— Some records —
•••••

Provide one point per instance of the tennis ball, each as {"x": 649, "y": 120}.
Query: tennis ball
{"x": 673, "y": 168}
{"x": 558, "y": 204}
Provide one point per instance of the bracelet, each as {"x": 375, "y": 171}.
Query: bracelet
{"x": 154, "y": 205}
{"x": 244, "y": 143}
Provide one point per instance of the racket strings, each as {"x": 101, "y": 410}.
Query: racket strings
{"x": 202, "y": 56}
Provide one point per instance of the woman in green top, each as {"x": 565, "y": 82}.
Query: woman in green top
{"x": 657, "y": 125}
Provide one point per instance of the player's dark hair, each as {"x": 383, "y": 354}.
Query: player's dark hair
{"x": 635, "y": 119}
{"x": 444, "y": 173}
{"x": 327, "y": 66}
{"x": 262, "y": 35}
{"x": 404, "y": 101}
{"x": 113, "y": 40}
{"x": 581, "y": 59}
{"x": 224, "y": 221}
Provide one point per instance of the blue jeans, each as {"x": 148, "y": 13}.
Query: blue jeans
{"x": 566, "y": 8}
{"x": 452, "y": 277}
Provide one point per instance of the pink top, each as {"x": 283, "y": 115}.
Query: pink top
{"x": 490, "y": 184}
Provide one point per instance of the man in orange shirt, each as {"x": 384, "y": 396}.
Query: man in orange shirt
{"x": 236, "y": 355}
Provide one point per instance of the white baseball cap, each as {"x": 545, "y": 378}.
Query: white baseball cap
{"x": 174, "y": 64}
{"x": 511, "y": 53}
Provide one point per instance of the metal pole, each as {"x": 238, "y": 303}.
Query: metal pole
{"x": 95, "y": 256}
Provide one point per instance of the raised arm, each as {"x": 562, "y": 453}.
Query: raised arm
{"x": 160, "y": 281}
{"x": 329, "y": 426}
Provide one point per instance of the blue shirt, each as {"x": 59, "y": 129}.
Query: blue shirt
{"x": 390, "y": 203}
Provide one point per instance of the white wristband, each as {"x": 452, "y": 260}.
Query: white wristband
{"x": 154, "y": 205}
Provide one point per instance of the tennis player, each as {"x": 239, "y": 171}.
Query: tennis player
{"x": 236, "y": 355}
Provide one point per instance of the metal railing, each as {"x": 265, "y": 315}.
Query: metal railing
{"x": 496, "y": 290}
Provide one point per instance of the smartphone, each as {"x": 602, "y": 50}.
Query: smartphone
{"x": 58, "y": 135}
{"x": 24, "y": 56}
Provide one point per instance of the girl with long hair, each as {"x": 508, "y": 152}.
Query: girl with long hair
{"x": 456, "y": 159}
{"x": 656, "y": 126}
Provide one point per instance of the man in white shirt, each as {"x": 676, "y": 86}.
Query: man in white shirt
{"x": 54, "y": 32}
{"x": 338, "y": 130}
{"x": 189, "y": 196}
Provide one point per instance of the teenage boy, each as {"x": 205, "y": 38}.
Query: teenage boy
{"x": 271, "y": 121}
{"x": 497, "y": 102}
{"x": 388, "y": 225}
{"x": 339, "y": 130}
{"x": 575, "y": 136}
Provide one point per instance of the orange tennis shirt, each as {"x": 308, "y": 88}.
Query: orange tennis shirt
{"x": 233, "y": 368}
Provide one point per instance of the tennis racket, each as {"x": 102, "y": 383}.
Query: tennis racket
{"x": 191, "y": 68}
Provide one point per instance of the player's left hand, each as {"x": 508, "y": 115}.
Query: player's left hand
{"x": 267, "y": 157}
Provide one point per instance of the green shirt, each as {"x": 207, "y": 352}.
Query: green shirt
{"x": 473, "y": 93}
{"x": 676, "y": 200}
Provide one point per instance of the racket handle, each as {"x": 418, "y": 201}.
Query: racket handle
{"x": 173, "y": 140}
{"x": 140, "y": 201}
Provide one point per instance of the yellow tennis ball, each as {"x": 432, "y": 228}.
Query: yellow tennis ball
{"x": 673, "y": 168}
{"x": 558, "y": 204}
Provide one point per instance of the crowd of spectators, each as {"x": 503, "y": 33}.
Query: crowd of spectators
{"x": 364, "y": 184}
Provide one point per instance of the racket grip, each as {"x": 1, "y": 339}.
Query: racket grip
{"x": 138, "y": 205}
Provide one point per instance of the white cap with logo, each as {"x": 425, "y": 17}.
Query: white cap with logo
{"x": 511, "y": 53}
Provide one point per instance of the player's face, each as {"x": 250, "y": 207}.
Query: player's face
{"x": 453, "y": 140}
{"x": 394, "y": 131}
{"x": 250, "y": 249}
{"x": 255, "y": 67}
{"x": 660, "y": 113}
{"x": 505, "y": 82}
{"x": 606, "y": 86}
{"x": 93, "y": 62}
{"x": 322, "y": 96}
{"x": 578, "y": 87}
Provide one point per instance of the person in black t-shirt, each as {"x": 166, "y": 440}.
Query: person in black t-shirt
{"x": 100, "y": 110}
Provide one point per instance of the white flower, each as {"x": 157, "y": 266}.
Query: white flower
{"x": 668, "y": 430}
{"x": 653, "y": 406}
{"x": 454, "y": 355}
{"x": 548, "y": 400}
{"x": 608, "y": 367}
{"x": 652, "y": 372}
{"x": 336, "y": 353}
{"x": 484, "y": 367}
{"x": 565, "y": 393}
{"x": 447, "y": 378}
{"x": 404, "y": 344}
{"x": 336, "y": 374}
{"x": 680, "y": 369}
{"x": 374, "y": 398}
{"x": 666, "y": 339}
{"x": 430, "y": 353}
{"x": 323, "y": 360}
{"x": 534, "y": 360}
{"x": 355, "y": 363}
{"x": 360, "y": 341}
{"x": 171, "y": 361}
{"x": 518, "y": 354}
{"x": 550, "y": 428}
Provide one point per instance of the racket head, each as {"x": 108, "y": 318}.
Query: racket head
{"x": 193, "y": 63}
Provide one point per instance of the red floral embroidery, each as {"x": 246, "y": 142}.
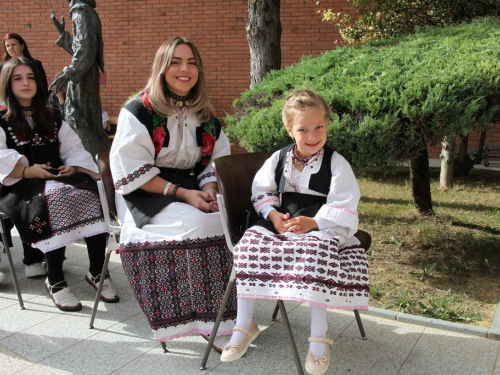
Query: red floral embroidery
{"x": 208, "y": 146}
{"x": 158, "y": 138}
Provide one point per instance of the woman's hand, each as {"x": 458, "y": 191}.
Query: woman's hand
{"x": 65, "y": 171}
{"x": 300, "y": 224}
{"x": 199, "y": 199}
{"x": 45, "y": 172}
{"x": 211, "y": 189}
{"x": 278, "y": 219}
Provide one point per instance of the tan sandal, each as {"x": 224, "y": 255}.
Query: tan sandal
{"x": 318, "y": 365}
{"x": 235, "y": 351}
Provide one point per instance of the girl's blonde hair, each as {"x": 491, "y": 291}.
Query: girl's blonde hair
{"x": 301, "y": 101}
{"x": 157, "y": 86}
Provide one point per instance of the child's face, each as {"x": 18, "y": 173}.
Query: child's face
{"x": 309, "y": 131}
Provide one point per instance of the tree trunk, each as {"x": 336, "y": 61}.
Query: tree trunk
{"x": 264, "y": 38}
{"x": 421, "y": 183}
{"x": 447, "y": 160}
{"x": 464, "y": 163}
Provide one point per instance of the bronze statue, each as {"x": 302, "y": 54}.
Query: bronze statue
{"x": 83, "y": 104}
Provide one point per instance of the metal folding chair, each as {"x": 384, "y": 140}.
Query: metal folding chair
{"x": 107, "y": 197}
{"x": 6, "y": 250}
{"x": 235, "y": 174}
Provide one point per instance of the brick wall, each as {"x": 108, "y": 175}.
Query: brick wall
{"x": 134, "y": 29}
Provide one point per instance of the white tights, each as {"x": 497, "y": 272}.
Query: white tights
{"x": 319, "y": 323}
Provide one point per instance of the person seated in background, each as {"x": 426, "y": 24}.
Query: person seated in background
{"x": 47, "y": 182}
{"x": 15, "y": 46}
{"x": 105, "y": 122}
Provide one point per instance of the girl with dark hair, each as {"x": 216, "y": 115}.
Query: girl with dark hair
{"x": 15, "y": 46}
{"x": 47, "y": 187}
{"x": 172, "y": 244}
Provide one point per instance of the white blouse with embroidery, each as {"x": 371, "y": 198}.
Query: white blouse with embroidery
{"x": 337, "y": 217}
{"x": 132, "y": 153}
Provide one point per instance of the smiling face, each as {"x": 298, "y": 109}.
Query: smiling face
{"x": 182, "y": 74}
{"x": 23, "y": 85}
{"x": 14, "y": 48}
{"x": 309, "y": 131}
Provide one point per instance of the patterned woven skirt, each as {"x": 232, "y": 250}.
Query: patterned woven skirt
{"x": 308, "y": 268}
{"x": 73, "y": 214}
{"x": 180, "y": 284}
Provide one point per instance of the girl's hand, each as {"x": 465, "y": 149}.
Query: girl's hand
{"x": 65, "y": 171}
{"x": 278, "y": 219}
{"x": 199, "y": 199}
{"x": 300, "y": 224}
{"x": 40, "y": 171}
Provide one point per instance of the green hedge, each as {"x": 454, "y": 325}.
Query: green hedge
{"x": 390, "y": 99}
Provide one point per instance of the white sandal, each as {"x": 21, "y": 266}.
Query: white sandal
{"x": 235, "y": 351}
{"x": 64, "y": 299}
{"x": 318, "y": 365}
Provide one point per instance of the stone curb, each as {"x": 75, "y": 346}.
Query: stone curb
{"x": 492, "y": 333}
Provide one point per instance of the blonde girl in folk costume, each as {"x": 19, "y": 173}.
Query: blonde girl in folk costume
{"x": 172, "y": 245}
{"x": 304, "y": 249}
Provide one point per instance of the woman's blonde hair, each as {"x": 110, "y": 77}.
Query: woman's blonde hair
{"x": 157, "y": 86}
{"x": 301, "y": 101}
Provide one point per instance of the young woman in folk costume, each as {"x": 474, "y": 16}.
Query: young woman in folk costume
{"x": 304, "y": 249}
{"x": 48, "y": 189}
{"x": 172, "y": 245}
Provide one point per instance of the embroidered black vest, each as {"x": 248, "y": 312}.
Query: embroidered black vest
{"x": 299, "y": 204}
{"x": 143, "y": 205}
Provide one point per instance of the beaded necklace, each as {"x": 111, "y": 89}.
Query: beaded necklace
{"x": 27, "y": 111}
{"x": 301, "y": 161}
{"x": 180, "y": 101}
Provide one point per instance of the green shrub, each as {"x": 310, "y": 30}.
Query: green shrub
{"x": 390, "y": 99}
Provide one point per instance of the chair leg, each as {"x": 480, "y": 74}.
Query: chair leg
{"x": 164, "y": 347}
{"x": 275, "y": 312}
{"x": 99, "y": 288}
{"x": 296, "y": 357}
{"x": 11, "y": 264}
{"x": 227, "y": 294}
{"x": 360, "y": 324}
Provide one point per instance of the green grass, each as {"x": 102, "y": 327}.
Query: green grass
{"x": 445, "y": 267}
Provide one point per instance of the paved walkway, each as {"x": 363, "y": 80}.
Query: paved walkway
{"x": 43, "y": 340}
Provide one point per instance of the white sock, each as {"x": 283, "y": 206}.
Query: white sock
{"x": 243, "y": 318}
{"x": 319, "y": 328}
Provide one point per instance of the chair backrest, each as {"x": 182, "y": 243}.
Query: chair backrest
{"x": 102, "y": 160}
{"x": 235, "y": 174}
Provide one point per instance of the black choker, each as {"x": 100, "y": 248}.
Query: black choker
{"x": 28, "y": 111}
{"x": 300, "y": 161}
{"x": 180, "y": 101}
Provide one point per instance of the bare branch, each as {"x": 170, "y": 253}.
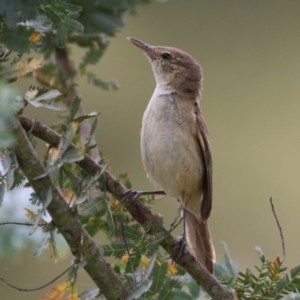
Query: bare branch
{"x": 141, "y": 214}
{"x": 38, "y": 288}
{"x": 79, "y": 241}
{"x": 279, "y": 228}
{"x": 63, "y": 63}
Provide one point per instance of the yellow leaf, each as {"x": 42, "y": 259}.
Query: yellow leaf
{"x": 35, "y": 37}
{"x": 69, "y": 196}
{"x": 21, "y": 68}
{"x": 30, "y": 214}
{"x": 57, "y": 292}
{"x": 73, "y": 296}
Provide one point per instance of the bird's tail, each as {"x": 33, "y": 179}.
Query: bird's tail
{"x": 200, "y": 241}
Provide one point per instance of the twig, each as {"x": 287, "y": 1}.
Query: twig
{"x": 141, "y": 214}
{"x": 129, "y": 255}
{"x": 279, "y": 228}
{"x": 19, "y": 223}
{"x": 38, "y": 288}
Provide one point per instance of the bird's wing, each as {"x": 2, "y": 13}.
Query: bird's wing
{"x": 206, "y": 152}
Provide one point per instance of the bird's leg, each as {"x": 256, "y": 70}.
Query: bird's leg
{"x": 137, "y": 194}
{"x": 182, "y": 240}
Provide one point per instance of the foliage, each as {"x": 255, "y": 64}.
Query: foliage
{"x": 45, "y": 28}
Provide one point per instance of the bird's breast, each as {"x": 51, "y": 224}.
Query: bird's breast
{"x": 170, "y": 150}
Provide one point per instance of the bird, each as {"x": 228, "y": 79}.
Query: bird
{"x": 175, "y": 147}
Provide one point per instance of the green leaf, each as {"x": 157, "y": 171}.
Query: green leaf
{"x": 18, "y": 10}
{"x": 16, "y": 39}
{"x": 61, "y": 36}
{"x": 133, "y": 261}
{"x": 73, "y": 25}
{"x": 72, "y": 155}
{"x": 89, "y": 294}
{"x": 91, "y": 207}
{"x": 75, "y": 104}
{"x": 42, "y": 246}
{"x": 167, "y": 292}
{"x": 149, "y": 269}
{"x": 110, "y": 220}
{"x": 129, "y": 232}
{"x": 93, "y": 55}
{"x": 152, "y": 242}
{"x": 116, "y": 249}
{"x": 182, "y": 295}
{"x": 159, "y": 276}
{"x": 88, "y": 116}
{"x": 105, "y": 85}
{"x": 2, "y": 191}
{"x": 93, "y": 129}
{"x": 140, "y": 290}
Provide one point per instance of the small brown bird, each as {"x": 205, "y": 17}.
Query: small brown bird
{"x": 174, "y": 142}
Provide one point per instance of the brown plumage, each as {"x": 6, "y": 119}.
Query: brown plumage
{"x": 174, "y": 142}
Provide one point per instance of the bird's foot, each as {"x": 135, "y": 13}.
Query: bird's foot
{"x": 182, "y": 248}
{"x": 130, "y": 194}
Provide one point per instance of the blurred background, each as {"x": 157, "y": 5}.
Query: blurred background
{"x": 249, "y": 51}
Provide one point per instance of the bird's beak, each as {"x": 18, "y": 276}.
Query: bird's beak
{"x": 145, "y": 47}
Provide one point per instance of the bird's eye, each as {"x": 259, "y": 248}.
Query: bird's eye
{"x": 166, "y": 55}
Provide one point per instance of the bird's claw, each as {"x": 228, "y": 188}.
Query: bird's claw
{"x": 130, "y": 194}
{"x": 182, "y": 242}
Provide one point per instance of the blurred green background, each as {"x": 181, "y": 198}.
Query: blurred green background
{"x": 249, "y": 51}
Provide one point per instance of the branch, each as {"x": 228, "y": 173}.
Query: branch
{"x": 140, "y": 213}
{"x": 79, "y": 241}
{"x": 279, "y": 228}
{"x": 63, "y": 63}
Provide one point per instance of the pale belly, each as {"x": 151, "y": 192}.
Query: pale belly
{"x": 171, "y": 155}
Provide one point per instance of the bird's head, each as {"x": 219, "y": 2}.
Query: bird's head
{"x": 173, "y": 69}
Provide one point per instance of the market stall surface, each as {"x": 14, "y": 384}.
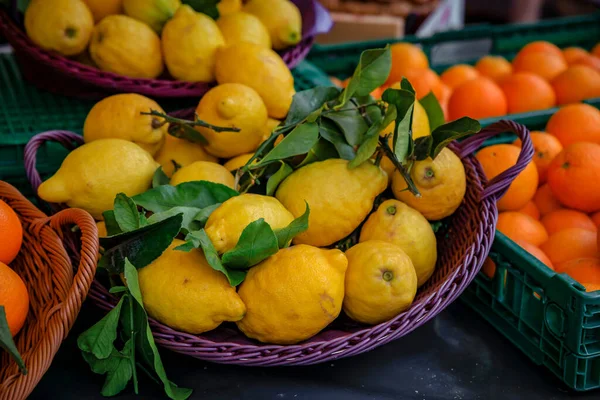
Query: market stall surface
{"x": 457, "y": 355}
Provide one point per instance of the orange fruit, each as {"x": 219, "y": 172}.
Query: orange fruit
{"x": 494, "y": 67}
{"x": 546, "y": 148}
{"x": 574, "y": 174}
{"x": 545, "y": 200}
{"x": 546, "y": 65}
{"x": 11, "y": 233}
{"x": 577, "y": 83}
{"x": 574, "y": 54}
{"x": 596, "y": 219}
{"x": 406, "y": 57}
{"x": 536, "y": 252}
{"x": 531, "y": 210}
{"x": 575, "y": 123}
{"x": 518, "y": 226}
{"x": 560, "y": 220}
{"x": 425, "y": 81}
{"x": 498, "y": 158}
{"x": 541, "y": 46}
{"x": 569, "y": 244}
{"x": 526, "y": 92}
{"x": 458, "y": 74}
{"x": 14, "y": 298}
{"x": 478, "y": 98}
{"x": 585, "y": 270}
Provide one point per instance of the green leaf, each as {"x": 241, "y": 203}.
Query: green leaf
{"x": 297, "y": 226}
{"x": 369, "y": 145}
{"x": 7, "y": 343}
{"x": 298, "y": 141}
{"x": 333, "y": 134}
{"x": 148, "y": 344}
{"x": 308, "y": 101}
{"x": 283, "y": 172}
{"x": 423, "y": 147}
{"x": 188, "y": 214}
{"x": 208, "y": 7}
{"x": 445, "y": 134}
{"x": 141, "y": 246}
{"x": 351, "y": 123}
{"x": 126, "y": 213}
{"x": 322, "y": 150}
{"x": 257, "y": 242}
{"x": 99, "y": 339}
{"x": 404, "y": 100}
{"x": 371, "y": 72}
{"x": 434, "y": 111}
{"x": 197, "y": 194}
{"x": 112, "y": 227}
{"x": 159, "y": 178}
{"x": 201, "y": 240}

•••••

— What you have to do —
Select every line in the records above that holds the word "left" and copy each one out. Case counts, so match the word only as it is capitalized there.

— Answer below —
Provide one point per instance of the player's left hand, each as {"x": 508, "y": 115}.
Query: player's left hand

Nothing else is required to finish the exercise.